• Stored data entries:
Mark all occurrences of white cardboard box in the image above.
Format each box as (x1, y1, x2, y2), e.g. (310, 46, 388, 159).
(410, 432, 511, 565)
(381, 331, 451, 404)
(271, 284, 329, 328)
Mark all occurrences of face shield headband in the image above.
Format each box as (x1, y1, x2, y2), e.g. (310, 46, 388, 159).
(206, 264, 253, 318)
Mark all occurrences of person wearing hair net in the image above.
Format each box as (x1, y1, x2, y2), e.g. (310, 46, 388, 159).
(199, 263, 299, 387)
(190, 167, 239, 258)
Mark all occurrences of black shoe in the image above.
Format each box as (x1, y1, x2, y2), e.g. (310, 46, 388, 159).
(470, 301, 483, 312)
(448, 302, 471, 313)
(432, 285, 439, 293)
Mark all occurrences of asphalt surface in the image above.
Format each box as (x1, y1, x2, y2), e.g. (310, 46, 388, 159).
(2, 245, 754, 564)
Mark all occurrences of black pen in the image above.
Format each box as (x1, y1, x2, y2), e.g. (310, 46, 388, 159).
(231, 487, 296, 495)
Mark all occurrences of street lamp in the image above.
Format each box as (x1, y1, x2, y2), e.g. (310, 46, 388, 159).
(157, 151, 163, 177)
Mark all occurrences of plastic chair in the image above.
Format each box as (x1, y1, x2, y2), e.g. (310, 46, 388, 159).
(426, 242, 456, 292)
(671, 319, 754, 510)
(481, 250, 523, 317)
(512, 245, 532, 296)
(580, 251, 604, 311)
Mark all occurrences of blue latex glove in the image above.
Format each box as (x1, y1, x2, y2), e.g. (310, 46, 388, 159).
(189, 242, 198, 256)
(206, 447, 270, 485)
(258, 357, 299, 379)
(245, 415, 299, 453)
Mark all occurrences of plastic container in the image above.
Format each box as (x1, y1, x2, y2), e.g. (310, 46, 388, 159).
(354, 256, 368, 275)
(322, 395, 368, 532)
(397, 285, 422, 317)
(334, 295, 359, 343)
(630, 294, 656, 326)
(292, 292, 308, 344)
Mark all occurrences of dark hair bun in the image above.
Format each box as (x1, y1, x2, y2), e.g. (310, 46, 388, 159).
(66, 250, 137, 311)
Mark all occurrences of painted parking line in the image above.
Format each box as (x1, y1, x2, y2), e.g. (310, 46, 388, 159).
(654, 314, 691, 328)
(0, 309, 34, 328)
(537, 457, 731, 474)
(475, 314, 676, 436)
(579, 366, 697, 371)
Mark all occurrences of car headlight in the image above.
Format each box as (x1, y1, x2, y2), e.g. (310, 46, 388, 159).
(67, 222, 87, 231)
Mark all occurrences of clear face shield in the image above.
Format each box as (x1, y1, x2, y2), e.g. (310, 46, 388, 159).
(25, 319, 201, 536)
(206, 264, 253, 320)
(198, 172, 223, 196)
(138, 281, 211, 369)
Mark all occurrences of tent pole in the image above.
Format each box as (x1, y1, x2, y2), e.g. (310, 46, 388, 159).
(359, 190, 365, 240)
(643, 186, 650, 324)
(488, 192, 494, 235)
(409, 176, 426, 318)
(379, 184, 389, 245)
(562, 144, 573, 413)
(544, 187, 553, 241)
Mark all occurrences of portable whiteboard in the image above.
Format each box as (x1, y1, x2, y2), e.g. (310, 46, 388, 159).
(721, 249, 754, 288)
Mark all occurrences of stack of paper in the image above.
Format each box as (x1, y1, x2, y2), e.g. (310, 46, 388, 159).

• TASK ITEM: Starting with the first line above and ending with the line that holds "Mark all occurrences of person", restate each line word for word and add nothing else.

• RESPONSE FOR THIS EXERCISE:
Mark all occurrences of white cardboard box in the image above.
Format each box as (x1, y1, x2, y2), e.g. (310, 46, 388, 159).
(410, 432, 511, 565)
(381, 331, 451, 404)
(271, 284, 329, 328)
Mark all occurrences of face shield headband in the image above.
Format each box as (x1, y1, x2, y2), e.g. (310, 46, 388, 159).
(206, 264, 253, 318)
Mark all occurrences of person wearing hair net in the image above.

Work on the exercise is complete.